À FAIRE:
Répondez d'après le texte sur le don et l'échange.
1. Quels sont les trois temps du cycle du don ?
2. Quel nom donne-t-on au don que le donataire fait en retour au donateur ?
3. Par quoi commence La Richesse des nations ?

EXTRAIT SOURCE:
=-=-=-=-=

Qu’est-ce qu’un échange juste ?

L’échange traditionnel concernait autant, sinon plus, les hommes que les marchandises : c’est pourquoi le marchandage était pratiqué.

Aujourd’hui, nous estimons injuste un prix qui varierait en fonction de l’acheteur. Le prix fixe s’adresse à des clients anonymes et théoriquement tous égaux ; c’est pourquoi, pour nous, l’échange juste (égal, équitable) concerne les marchandises, et non les personnes. Un échange sera dit « juste » si les marchandises échangées ont la même valeur matérielle ; il sera dit « injuste » dans le cas contraire.

Le problème du don

Les anthropologues (spécialistes des sociétés primitives) ont été les premiers à s’intéresser au don.

Marcel Mauss a écrit un Essai sur le don, dans lequel il définit le système de « prestations totales » caractéristique des sociétés traditionnelles. Dans celles-ci, en effet, la dimension économique de l’existence humaine ne s’est pas encore rendue indépendante des autres dimensions magiques, religieuses, politiques, etc.

Pour les anthropologues comme Marcel Mauss, le don doit être replacé dans un cycle (on parle de cycle du don) divisible en trois temps : donner/ recevoir/rendre. Accepter le don, c’est reconnaître un certain pouvoir ; c’est aussi s’engager à rendre en contrepartie.

On appelle contre-don, le don qui est fait en retour par le donataire (le receveur) au donateur.

La question philosophique qui sera posée est celle de savoir si le don est encore un don dès lors qu’il appelle un contre-don. Autre manière de poser le problème : le don n’est-il qu’un moment de l’échange (le premier) ou bien peut-il aller au-delà de la logique de l’échange ?

Jacques Derrida a analysé ce paradoxe : le seul vrai don serait effectué sans aucune pensée de retour.

Le modèle du Père Noël

Si le don pur est celui qui n’envisage même pas un retour, on peut se demander si le Père Noël l’incarne.

L’enfant croit que les cadeaux lui tombent littéralement du ciel. Mais les parents font presque toujours jouer ce marché : le Père Noël ne viendra que si l’enfant est sage. Il y a donc une contrepartie.

Dans une société mercantile comme la nôtre, où tout s’achète et où tout se vend (même les cadeaux !), le don (avec la gratuité) est le moyen se sortir d’une logique strictement utilitaire, qui est celle de l’économie.

Textes canoniques

Adam Smith est considéré comme le « père » de la science économique (appelée « économie politique »). La Richesse des nations commence par la division du travail. Les hommes ont besoin de se spécialiser et d’effectuer des échanges. Les échanges, absents du monde animal, sont une marque d’humanité car ils impliquent la pensée.

=-=-=-=-=

EXTRAIT DE DONNÉES:
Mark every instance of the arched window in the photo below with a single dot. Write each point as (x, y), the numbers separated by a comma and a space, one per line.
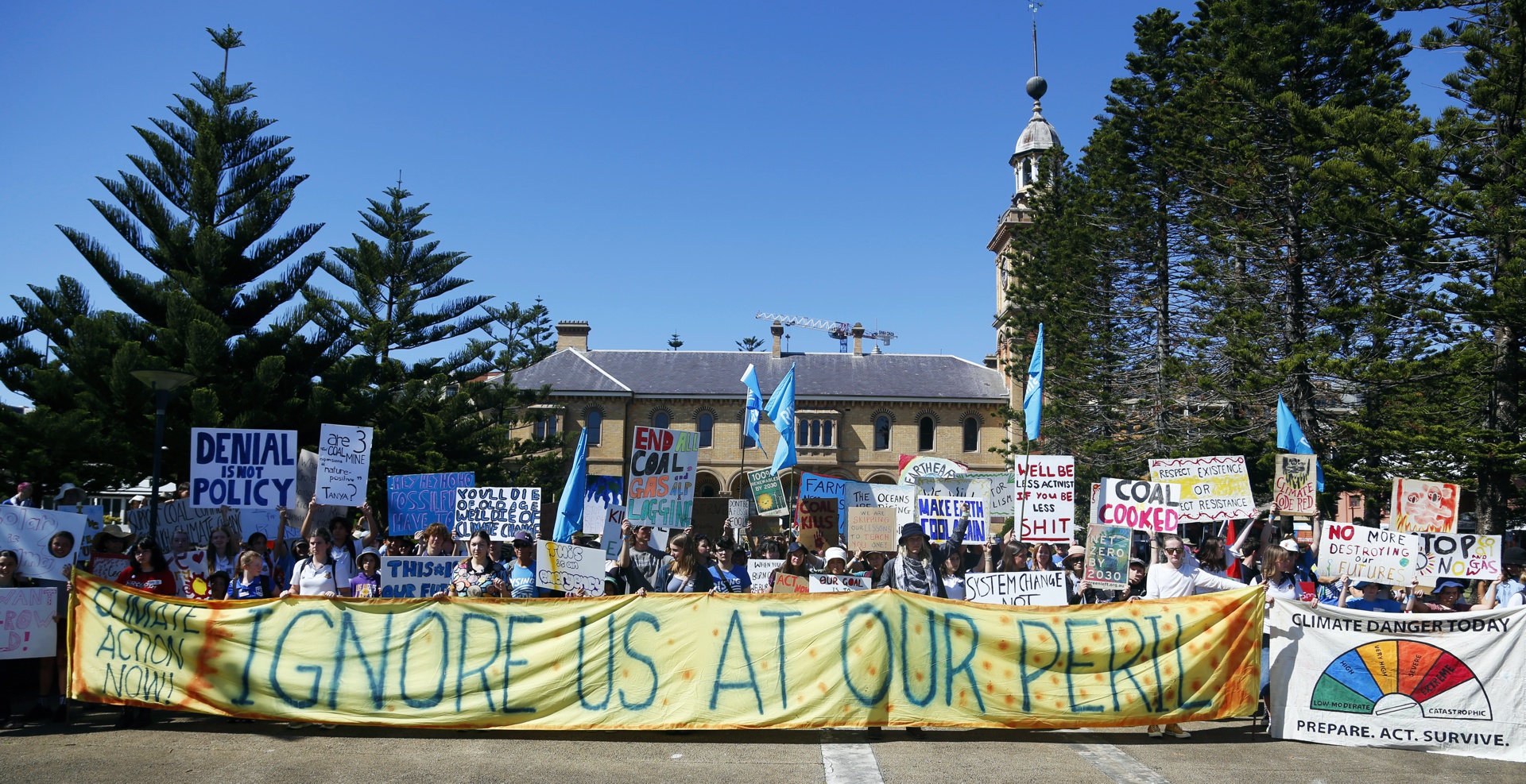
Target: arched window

=-=-=-=-=

RÉPONSE:
1. Donner, recevoir, rendre.
2. Le contre-don.
3. Par la division du travail.